The problem:
Would you transcribe all of the entries that follow, word for word?
[Opening Extracted records section]
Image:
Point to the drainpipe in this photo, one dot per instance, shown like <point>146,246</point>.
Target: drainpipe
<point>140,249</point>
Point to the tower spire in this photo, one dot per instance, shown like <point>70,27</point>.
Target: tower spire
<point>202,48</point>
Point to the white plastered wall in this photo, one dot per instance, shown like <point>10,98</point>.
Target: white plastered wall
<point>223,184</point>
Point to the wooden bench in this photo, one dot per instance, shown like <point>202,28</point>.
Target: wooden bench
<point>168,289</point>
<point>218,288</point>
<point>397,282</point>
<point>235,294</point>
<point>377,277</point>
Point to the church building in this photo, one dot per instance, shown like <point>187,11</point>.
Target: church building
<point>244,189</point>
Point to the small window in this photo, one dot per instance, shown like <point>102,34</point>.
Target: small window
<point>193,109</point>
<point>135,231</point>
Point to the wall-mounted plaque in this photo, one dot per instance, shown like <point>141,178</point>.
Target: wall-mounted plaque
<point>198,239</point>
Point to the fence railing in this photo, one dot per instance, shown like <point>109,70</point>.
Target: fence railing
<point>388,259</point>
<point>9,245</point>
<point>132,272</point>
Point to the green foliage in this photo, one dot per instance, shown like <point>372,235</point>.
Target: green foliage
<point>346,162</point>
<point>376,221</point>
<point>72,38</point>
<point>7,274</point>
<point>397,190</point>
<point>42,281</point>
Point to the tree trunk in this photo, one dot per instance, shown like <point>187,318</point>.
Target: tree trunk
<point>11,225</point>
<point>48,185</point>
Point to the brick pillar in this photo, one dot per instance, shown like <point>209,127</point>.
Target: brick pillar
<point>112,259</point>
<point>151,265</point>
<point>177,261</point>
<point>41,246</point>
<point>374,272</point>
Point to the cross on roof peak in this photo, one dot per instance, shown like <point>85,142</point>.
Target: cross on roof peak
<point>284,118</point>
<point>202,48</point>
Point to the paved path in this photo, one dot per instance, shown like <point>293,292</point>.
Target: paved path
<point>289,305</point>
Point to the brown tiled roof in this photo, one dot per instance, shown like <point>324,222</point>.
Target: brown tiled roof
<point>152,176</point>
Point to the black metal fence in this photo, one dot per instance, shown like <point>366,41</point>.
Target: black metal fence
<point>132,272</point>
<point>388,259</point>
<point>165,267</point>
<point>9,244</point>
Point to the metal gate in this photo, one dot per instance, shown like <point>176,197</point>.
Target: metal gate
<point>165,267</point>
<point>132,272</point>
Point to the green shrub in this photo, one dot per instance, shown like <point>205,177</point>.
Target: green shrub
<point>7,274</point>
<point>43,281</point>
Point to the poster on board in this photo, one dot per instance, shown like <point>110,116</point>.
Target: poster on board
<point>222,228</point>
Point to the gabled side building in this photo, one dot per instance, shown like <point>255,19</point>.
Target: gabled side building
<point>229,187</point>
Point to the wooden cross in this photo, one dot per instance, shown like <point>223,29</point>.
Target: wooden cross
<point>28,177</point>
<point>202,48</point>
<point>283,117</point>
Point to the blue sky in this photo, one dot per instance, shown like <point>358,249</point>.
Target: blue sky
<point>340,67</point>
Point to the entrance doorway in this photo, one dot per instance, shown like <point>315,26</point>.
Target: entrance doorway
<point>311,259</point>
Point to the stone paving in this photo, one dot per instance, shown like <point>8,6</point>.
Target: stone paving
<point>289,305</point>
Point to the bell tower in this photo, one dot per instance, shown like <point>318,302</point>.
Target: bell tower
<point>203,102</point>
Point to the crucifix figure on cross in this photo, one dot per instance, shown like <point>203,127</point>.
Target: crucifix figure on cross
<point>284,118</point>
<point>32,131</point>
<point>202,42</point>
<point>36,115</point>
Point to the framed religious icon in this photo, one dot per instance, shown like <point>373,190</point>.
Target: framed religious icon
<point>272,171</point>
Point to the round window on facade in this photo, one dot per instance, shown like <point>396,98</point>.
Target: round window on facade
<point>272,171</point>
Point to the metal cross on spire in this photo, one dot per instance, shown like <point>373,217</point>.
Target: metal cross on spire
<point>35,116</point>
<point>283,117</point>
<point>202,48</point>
[Closing Extracted records section]
Response to this task:
Image:
Point to the drainpipe in this photo, one dot per instance, shown like <point>146,246</point>.
Target: drainpipe
<point>140,249</point>
Point to the tower spire in this photo, one dot per instance, shown like <point>70,27</point>.
Target: tower spire
<point>202,48</point>
Point to the white plastered wall in this photo, one dot per instance, shown like <point>10,98</point>.
Target: white plastered wall
<point>223,184</point>
Point to the wooden bench in this photo, one dot per instance, shown like <point>202,28</point>.
Target: wooden bench
<point>168,289</point>
<point>218,288</point>
<point>397,282</point>
<point>235,294</point>
<point>377,277</point>
Point to the church building in this photo, one dot per instance, shown like <point>187,11</point>.
Target: church building
<point>244,189</point>
Point to the small window in this photo, one dot per instance, shown like <point>102,34</point>.
Target: small window
<point>193,109</point>
<point>135,231</point>
Point to the wall-mounted plaque in this photo, one dot per instance, shown like <point>141,178</point>.
Target: wall-mounted plaque
<point>198,239</point>
Point to the fence railing in this photo, one dot per instance, shown like <point>109,70</point>.
Target: fence railing
<point>388,259</point>
<point>9,245</point>
<point>132,272</point>
Point to the green foliage in this photo, one dot per instance, shown like <point>372,235</point>.
Target: green foliage
<point>346,162</point>
<point>376,221</point>
<point>72,38</point>
<point>7,274</point>
<point>397,190</point>
<point>42,281</point>
Point to the tree trunk in this photo, one dot per instance, shown like <point>187,318</point>.
Target: tree trunk
<point>11,225</point>
<point>48,185</point>
Point to the brick pillar in this photo, one dot per instance, shown like <point>209,127</point>.
Target: brick pillar
<point>112,259</point>
<point>151,265</point>
<point>177,261</point>
<point>41,246</point>
<point>374,272</point>
Point to the cross on roof peak in this photo, one dot per instance, shown like <point>85,142</point>.
Target: cross on roof peak
<point>284,118</point>
<point>202,48</point>
Point to the paved path in this photo, one dot per instance, shown like <point>293,292</point>.
Target: paved path
<point>289,305</point>
Point to the brown tiled roof in this photo, one dot per instance, shown like <point>324,222</point>.
Target: brown tiled roof
<point>152,176</point>
Point to the black metal fence in this photo, one dot per instance, shown like <point>366,41</point>.
Target: black metal fence
<point>132,272</point>
<point>388,259</point>
<point>165,267</point>
<point>9,244</point>
Point to the metal gate in this photo, one dot per instance, shown like <point>176,197</point>.
Target: metal gate
<point>165,267</point>
<point>132,272</point>
Point to the green shrub in this photo, one dot per instance, shown like <point>205,177</point>.
Target: green shrub
<point>7,274</point>
<point>43,281</point>
Point to the poster on board in this photo, one dot per instance, shown like <point>110,116</point>.
Target: poster on board
<point>222,228</point>
Point to the gabled side building in this photo, one dot per instance, shown like <point>255,19</point>.
Target: gabled side building
<point>229,187</point>
Point to the wooden cross in this photo, one dot per instance, shown like <point>223,29</point>.
Target: wooden cross
<point>28,177</point>
<point>202,48</point>
<point>283,117</point>
Point to the blue sky in this photo, one dot per instance, shown like <point>358,249</point>.
Target: blue sky
<point>340,67</point>
Point to the entrance doorway in this photo, one dot per instance, shown like <point>315,26</point>.
Target: entrance doorway
<point>311,259</point>
Point to the stone paving in this photo, one dot per instance, shown like <point>8,6</point>.
Target: stone paving
<point>289,305</point>
Point to the bell tower in this photo, one dot per instance, shown like <point>318,302</point>.
Target: bell tower
<point>203,102</point>
Point to the crucifix figure on cross in this photo, one dot per instance, shown like <point>203,127</point>.
Target: crucifix figure on cross
<point>284,118</point>
<point>32,131</point>
<point>202,42</point>
<point>36,115</point>
Point to the framed religious icon in this photo, one dot per instance, shown like <point>373,190</point>.
Target: framed religious icon
<point>272,171</point>
Point to the round window on facade in this photo, one dot per instance, shown like <point>396,98</point>.
Target: round window on facade
<point>272,171</point>
Point to the metal cross on spire in this photo, one dot per instance, shown like <point>373,217</point>.
Target: metal cross on spire
<point>35,116</point>
<point>283,117</point>
<point>202,48</point>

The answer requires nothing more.